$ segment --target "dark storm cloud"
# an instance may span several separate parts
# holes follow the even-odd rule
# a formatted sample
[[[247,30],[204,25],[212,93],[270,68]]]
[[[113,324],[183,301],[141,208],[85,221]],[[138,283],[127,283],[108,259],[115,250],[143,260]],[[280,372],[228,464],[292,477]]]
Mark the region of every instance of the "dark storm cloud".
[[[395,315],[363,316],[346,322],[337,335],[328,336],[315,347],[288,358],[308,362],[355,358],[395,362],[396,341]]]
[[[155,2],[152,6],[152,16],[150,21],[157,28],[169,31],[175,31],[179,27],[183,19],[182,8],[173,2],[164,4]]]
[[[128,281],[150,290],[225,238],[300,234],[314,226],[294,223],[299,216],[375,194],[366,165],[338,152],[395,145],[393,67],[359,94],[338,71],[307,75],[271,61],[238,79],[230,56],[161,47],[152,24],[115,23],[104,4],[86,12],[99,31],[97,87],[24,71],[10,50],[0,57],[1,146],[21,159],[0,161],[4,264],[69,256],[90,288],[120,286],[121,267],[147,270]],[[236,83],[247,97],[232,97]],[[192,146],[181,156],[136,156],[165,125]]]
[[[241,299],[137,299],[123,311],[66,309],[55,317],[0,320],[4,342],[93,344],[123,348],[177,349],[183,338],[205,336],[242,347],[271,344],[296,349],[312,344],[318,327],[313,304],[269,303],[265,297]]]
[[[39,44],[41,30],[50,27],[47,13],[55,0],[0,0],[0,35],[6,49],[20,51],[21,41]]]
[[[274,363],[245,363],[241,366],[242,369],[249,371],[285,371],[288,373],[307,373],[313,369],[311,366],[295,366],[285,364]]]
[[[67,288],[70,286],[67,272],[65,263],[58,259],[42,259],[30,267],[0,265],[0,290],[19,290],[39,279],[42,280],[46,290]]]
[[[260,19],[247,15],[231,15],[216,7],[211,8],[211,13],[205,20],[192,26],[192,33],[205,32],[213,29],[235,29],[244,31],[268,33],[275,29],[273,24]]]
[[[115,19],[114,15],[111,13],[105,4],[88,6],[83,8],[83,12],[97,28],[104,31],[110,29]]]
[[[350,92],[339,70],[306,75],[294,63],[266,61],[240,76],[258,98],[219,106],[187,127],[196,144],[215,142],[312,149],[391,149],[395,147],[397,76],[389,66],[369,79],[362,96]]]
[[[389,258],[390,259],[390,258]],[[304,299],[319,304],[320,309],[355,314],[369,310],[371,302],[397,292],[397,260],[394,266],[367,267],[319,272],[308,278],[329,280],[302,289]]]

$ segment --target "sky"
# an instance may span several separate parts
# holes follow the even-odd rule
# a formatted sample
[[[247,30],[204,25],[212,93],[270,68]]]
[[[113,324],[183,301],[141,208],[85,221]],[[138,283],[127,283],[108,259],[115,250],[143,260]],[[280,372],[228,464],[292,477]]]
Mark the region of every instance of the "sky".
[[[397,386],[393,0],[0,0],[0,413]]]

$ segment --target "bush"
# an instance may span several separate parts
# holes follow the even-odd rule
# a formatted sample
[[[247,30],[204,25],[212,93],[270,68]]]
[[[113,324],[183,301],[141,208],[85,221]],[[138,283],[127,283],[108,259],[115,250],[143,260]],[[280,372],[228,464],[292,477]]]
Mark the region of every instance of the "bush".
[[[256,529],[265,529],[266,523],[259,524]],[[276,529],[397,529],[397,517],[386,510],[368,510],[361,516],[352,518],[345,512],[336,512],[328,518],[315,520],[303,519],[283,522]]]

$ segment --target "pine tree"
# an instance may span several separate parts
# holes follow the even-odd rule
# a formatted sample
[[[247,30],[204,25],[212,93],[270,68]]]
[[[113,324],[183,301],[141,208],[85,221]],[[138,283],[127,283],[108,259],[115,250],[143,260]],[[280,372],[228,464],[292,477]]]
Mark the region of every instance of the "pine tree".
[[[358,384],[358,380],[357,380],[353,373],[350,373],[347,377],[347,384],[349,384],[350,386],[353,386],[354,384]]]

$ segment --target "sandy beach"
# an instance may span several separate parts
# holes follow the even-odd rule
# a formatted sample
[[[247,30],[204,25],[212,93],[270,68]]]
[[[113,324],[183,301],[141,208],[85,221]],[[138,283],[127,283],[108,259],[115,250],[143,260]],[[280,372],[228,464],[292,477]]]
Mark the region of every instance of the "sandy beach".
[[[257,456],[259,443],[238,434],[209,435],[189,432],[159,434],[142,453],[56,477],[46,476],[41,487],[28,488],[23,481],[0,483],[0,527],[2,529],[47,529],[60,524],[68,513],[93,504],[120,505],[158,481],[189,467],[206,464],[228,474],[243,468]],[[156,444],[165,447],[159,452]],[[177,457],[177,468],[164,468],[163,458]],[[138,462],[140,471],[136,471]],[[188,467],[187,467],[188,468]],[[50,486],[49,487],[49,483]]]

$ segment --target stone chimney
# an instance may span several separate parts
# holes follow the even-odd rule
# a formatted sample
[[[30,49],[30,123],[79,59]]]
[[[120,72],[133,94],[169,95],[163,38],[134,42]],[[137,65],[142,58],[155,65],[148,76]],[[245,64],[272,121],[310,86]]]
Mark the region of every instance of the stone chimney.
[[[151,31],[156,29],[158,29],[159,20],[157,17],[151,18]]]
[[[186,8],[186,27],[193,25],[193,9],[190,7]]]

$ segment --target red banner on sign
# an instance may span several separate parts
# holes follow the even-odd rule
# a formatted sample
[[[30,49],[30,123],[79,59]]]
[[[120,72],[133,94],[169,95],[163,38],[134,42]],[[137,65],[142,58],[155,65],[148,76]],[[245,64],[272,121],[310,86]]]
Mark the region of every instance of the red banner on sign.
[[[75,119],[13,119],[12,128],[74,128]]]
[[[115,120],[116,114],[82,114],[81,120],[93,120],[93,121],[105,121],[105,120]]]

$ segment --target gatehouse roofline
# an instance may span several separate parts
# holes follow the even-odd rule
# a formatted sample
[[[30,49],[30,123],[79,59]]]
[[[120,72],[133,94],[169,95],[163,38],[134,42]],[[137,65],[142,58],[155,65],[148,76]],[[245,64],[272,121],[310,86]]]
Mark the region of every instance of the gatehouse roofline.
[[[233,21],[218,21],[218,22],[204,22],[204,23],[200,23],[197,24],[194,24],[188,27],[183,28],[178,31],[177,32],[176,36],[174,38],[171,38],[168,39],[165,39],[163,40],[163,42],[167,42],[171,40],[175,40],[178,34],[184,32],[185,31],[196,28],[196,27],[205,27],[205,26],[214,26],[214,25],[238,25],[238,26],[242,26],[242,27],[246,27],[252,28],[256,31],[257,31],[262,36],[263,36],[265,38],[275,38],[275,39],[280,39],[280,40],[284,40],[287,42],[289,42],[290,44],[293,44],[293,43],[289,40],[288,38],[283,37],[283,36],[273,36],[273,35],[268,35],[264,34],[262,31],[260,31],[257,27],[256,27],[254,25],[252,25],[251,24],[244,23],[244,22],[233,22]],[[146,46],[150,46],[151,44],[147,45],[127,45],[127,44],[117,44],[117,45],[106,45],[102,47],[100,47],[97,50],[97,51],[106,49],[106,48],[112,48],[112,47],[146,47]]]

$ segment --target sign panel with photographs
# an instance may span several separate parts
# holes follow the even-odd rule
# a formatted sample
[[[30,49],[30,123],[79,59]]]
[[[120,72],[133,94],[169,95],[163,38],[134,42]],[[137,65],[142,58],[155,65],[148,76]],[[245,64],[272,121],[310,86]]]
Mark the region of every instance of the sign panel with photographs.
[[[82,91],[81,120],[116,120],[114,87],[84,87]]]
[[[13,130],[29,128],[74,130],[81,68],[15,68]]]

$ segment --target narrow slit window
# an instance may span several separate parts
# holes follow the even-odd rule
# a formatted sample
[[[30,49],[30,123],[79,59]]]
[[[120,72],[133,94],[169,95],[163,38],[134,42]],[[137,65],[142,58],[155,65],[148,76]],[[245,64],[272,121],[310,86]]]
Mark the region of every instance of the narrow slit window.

_ _ _ _ _

TASK DESCRIPTION
Reproduce the records from the line containing "--target gatehouse roofline" through the end of the records, inclusive, changing "instance" to "occurrence" and leaving everything else untouched.

PROBLEM SOLUTION
$ segment --target gatehouse roofline
# an occurrence may span several separate parts
# holes follow the even-odd rule
# a formatted sample
[[[30,49],[30,123],[79,59]]]
[[[120,72],[133,94],[169,95],[163,38],[134,42]],[[137,65],[142,58],[155,65],[148,76]],[[245,64],[272,121],[310,86]]]
Mark the region of every occurrence of the gatehouse roofline.
[[[233,21],[218,21],[218,22],[204,22],[204,23],[200,23],[197,24],[194,24],[188,27],[183,28],[178,31],[177,32],[176,36],[174,38],[171,38],[168,39],[165,39],[163,40],[163,42],[167,42],[171,40],[175,40],[178,34],[184,32],[185,31],[196,28],[196,27],[205,27],[205,26],[214,26],[214,25],[238,25],[238,26],[242,26],[242,27],[246,27],[252,28],[256,31],[257,31],[262,36],[263,36],[265,38],[275,38],[275,39],[280,39],[280,40],[284,40],[287,42],[289,42],[290,44],[293,44],[293,43],[289,40],[288,38],[283,37],[283,36],[273,36],[273,35],[268,35],[264,34],[262,31],[260,31],[257,27],[256,27],[254,25],[252,25],[251,24],[244,23],[244,22],[233,22]],[[146,46],[150,46],[151,44],[147,45],[127,45],[127,44],[117,44],[117,45],[106,45],[102,47],[100,47],[97,50],[97,51],[106,49],[106,48],[112,48],[112,47],[146,47]]]

$ segment --target sign panel with photographs
# an occurrence may span several separate parts
# holes follow the even-odd rule
# a formatted sample
[[[30,49],[30,123],[79,59]]]
[[[120,72],[133,94],[169,95],[163,38],[134,42]],[[137,65],[142,58],[155,65],[148,76]],[[245,64],[272,121],[310,86]]]
Mark the region of every occurrence of the sign panel with photographs.
[[[82,91],[81,120],[116,120],[114,87],[84,87]]]
[[[13,130],[29,128],[74,130],[81,68],[15,68]]]

$ segment --target narrow slit window
# an occurrence may span several separate parts
# holes follow the even-odd rule
# a formatted sample
[[[30,49],[30,123],[79,59]]]
[[[120,72],[133,94],[169,95],[163,38],[134,42]],[[137,65],[142,58],[155,65],[148,76]],[[245,64],[272,121],[310,86]]]
Mark the region of every occurrence of the narrow slit window.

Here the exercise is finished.